▶ **Records contained in a dataset**:
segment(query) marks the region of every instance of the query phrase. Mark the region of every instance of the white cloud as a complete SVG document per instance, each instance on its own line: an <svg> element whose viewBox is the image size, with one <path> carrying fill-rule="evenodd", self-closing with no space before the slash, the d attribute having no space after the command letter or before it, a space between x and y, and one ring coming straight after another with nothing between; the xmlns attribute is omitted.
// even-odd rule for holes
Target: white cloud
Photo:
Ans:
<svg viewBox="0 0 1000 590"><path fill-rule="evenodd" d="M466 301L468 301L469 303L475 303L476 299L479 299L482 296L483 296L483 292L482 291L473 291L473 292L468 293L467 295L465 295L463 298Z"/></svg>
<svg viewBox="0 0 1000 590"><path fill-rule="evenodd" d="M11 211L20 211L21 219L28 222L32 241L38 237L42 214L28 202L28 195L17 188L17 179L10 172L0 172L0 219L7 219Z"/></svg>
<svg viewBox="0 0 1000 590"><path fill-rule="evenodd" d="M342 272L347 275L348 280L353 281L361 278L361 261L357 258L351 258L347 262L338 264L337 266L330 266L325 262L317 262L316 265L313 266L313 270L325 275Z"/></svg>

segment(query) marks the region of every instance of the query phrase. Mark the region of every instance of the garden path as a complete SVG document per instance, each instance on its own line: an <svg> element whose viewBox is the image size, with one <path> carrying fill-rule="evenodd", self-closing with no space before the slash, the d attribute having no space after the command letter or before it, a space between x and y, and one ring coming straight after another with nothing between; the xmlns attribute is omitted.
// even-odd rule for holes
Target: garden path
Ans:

▶ **Required action**:
Set down the data once more, word for word.

▶ **Solved exercise**:
segment(query) marks the region of every instance of the query phrase. Mark the region of every instance of the white cloud as a complete SVG document per instance, each instance on its own line: an <svg> element whose viewBox is the image size, with one <path> carrying fill-rule="evenodd", self-closing with no space before the slash, the d attribute having no space after the command letter or before it, a space between x and y, and one ring coming straight after another with nothing between; the xmlns attribute is omitted.
// even-odd rule for holes
Target: white cloud
Photo:
Ans:
<svg viewBox="0 0 1000 590"><path fill-rule="evenodd" d="M466 301L468 301L469 303L475 303L476 299L479 299L482 296L483 296L483 292L482 291L473 291L473 292L468 293L467 295L465 295L463 298Z"/></svg>
<svg viewBox="0 0 1000 590"><path fill-rule="evenodd" d="M11 211L20 211L21 219L28 222L32 241L38 237L42 214L28 202L28 195L17 188L17 179L10 172L0 172L0 219L7 219Z"/></svg>
<svg viewBox="0 0 1000 590"><path fill-rule="evenodd" d="M342 272L347 275L348 280L353 281L361 278L361 261L357 258L351 258L347 262L338 264L337 266L330 266L325 262L317 262L316 265L313 266L313 270L325 275Z"/></svg>

segment(query) marks the region of every instance of the query phrase. Mark the region of every instance of the garden path as a complete SVG document per instance, each instance on its own line: an <svg> element whose viewBox is the image size, with one <path> carrying fill-rule="evenodd", self-closing with no space before the slash, the d attribute having no space after the command letter or before it, a space between x and y, and one ring coming straight after another with nothing between; the xmlns attribute is omitted.
// even-odd rule for holes
Target: garden path
Ans:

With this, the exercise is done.